*AUFGABENSTELLUNG:* Sammle aus den Daten unten alle Zeilen, in denen das Wort „uniform“ vorkommt.

*DATEN:*

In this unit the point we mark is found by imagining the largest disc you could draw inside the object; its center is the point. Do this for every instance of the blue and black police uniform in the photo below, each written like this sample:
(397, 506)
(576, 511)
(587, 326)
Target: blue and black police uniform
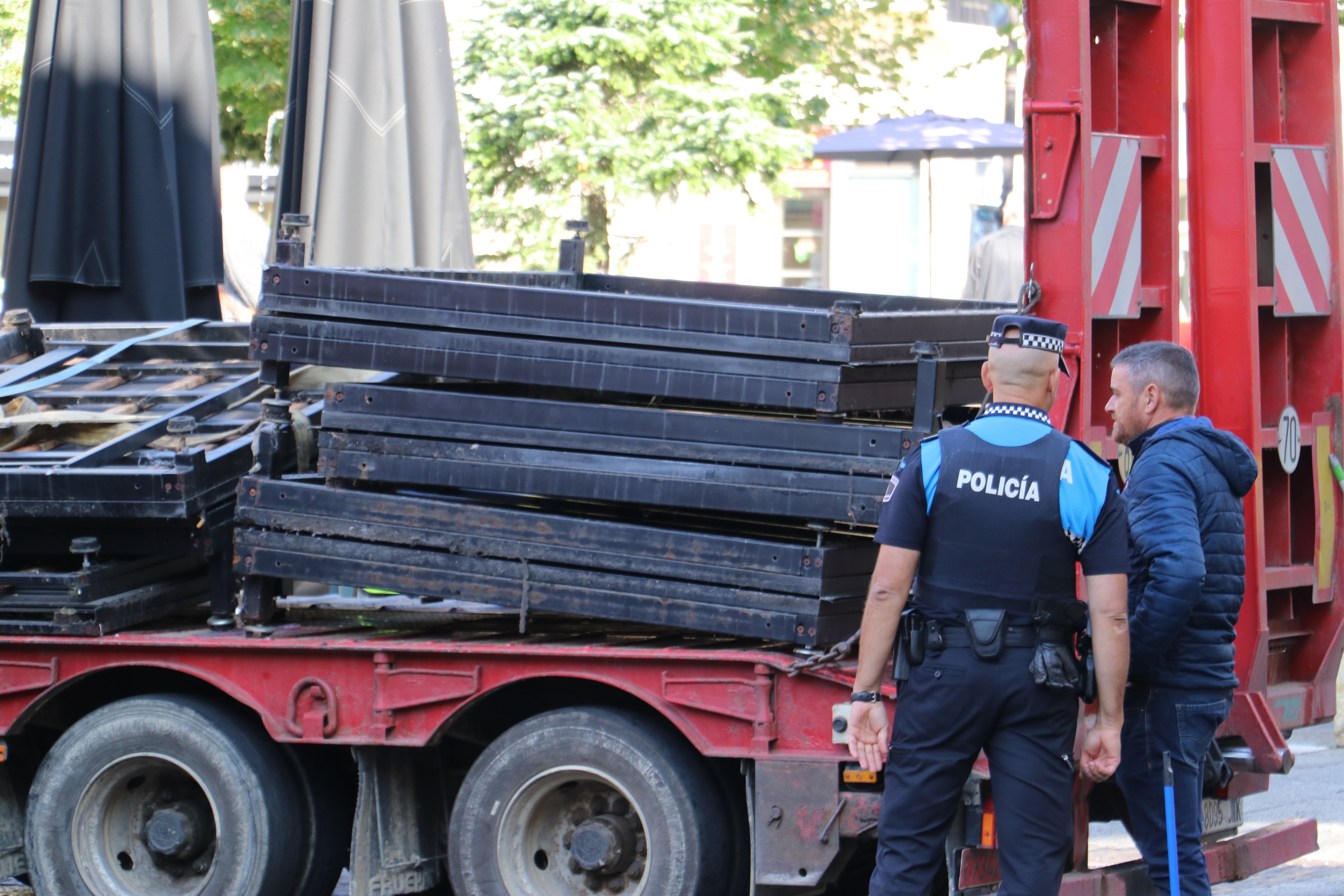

*LÖSUNG:*
In this unit the point we mark is found by imagining the largest disc you could draw inside the object; its center is the point. Do this for every instance of the blue and black police uniform in the photo below, each written like this sample:
Target: blue and black police uniform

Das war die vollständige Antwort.